What you are asked to do:
The records are to be repeated in full. Every line must match.

Material to process:

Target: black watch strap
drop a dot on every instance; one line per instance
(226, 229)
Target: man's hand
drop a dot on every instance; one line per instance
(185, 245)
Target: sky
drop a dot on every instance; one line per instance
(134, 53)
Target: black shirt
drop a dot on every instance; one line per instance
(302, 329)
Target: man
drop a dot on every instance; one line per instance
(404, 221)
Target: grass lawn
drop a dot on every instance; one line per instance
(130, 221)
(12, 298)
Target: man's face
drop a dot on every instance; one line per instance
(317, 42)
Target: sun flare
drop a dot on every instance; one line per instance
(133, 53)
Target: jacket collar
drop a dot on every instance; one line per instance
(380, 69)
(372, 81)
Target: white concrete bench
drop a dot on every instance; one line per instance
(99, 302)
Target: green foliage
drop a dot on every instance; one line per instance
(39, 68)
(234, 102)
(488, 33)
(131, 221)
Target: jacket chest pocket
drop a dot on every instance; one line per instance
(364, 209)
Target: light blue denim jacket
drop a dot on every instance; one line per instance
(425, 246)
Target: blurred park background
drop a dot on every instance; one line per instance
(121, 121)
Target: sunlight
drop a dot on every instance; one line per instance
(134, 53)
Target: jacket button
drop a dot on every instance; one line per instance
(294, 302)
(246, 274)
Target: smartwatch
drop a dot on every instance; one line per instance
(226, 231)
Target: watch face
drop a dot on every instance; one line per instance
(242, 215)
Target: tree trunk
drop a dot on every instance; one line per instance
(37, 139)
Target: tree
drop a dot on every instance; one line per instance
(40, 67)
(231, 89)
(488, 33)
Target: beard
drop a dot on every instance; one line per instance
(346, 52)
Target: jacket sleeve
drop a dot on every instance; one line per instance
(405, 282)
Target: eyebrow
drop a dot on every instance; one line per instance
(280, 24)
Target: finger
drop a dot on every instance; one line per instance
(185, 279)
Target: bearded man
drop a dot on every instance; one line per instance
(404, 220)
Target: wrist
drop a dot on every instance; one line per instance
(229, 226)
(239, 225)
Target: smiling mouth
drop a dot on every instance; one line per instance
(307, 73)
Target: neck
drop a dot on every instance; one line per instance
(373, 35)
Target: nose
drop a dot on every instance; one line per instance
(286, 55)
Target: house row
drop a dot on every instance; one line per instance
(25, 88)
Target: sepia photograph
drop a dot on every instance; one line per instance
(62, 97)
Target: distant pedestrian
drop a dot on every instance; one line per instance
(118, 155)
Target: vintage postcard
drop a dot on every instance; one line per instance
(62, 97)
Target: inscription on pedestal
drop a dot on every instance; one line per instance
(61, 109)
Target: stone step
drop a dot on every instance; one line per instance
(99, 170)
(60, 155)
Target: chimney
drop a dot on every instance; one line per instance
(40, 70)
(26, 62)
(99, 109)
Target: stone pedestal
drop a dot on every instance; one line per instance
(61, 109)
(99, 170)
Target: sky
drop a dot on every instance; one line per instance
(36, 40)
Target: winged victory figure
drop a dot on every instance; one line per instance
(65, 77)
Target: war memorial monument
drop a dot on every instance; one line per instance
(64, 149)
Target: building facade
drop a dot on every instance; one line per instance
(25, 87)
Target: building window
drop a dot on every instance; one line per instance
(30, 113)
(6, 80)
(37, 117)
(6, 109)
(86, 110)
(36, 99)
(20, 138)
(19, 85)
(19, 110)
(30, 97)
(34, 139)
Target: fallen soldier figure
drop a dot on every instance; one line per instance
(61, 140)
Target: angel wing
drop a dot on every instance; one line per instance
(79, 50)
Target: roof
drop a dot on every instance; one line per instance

Solution for this problem:
Target: black watch strap
drop a dot on every instance; one line per instance
(226, 229)
Target: man's hand
drop a dot on every instance; one line per instance
(185, 245)
Target: sky
drop a dot on every instance; one line per instance
(134, 53)
Target: black shirt
drop a dot on every instance; one line per instance
(302, 329)
Target: man
drop a dot on every instance; one line per instance
(404, 221)
Target: grass lawn
drop a dot on every instance; one line per instance
(130, 221)
(12, 298)
Target: man's face
drop a dot on every instance; one line per instance
(317, 42)
Target: sun flare
drop a dot on every instance; one line per instance
(133, 53)
Target: jacket collar
drop a dot on every instance; one line per instance
(380, 69)
(372, 81)
Target: white concrete bench
drop a dot on every instance; one line per instance
(99, 302)
Target: green foliage
drop a dot on every instance; one line per instance
(39, 68)
(234, 102)
(488, 33)
(131, 221)
Target: jacket chest pocket
drop a dot on every instance; one line per instance
(364, 209)
Target: light blue denim jacket
drop a dot on every instance; one line per instance
(425, 246)
Target: blurred park background
drop a dot on every instance; one line per instance
(121, 121)
Target: sunlight
drop a dot on every instance; one line per instance
(134, 53)
Target: jacket button
drop a dot on every instance; one line per instance
(294, 302)
(246, 274)
Target: smartwatch
drop a dot on every instance; one line per instance
(226, 231)
Target: watch face
drop a dot on every instance; one line per instance
(242, 215)
Target: tree trunk
drop a dot on every instance; one line per instance
(37, 139)
Target: tree
drop a dot on every instance; one line per instance
(40, 67)
(231, 89)
(488, 33)
Target: beard
drop a dot on every instance; one line per instance
(346, 52)
Target: jacket sleeve
drop a dot on every instance; one line per instance
(405, 282)
Target: eyebrow
drop a dot on every instance; one line per instance
(280, 24)
Target: finger
drop a dot on every instance; one line per instance
(185, 279)
Target: bearded man
drop a dot on every instance; one line per instance
(404, 220)
Target: wrist
drop a dot on every instance; one line per instance
(229, 226)
(239, 225)
Target: smiling mouth
drop a dot on every instance; one line per instance
(307, 73)
Target: neck
drop a dot on every instance; one line per instance
(373, 35)
Target: nose
drop a dot on every instance; one line per instance
(286, 55)
Target: house row
drop a dot on every instance; one line per instance
(25, 88)
Target: sepia photograph
drop a dot on every instance; one line per instance
(62, 97)
Target: distant pedestrian
drop a dot on every instance; one line per instance
(118, 155)
Target: vintage postcard
drop a dot on every instance; one line per instance
(62, 97)
Target: inscription on pedestal
drop a dot on every instance; one line per instance
(61, 109)
Target: stone step
drop a dot on every instance; one line per instance
(99, 170)
(60, 155)
Target: chimney
drop a dot on every instance; one line per instance
(40, 70)
(26, 62)
(99, 109)
Target: stone pedestal
drop a dot on every instance; one line per instance
(61, 109)
(99, 170)
Target: sky
drop a dot on every instance; one line per instance
(36, 40)
Target: winged victory figure
drop a dot on every instance; one line per instance
(65, 77)
Target: war memorial monument
drop a dot on every instance; one line per instance
(64, 149)
Target: building facade
drop a dot on every instance; one line per instance
(25, 87)
Target: building window
drop a dot on every instance; one line per instance
(30, 113)
(6, 80)
(37, 117)
(6, 109)
(86, 110)
(36, 99)
(20, 138)
(19, 85)
(19, 110)
(30, 97)
(34, 139)
Target: fallen soldier figure
drop a dot on every instance; one line per instance
(61, 140)
Target: angel wing
drop a dot on every instance; one line per instance
(79, 50)
Target: roof
drop a dot on every instance; one line per instance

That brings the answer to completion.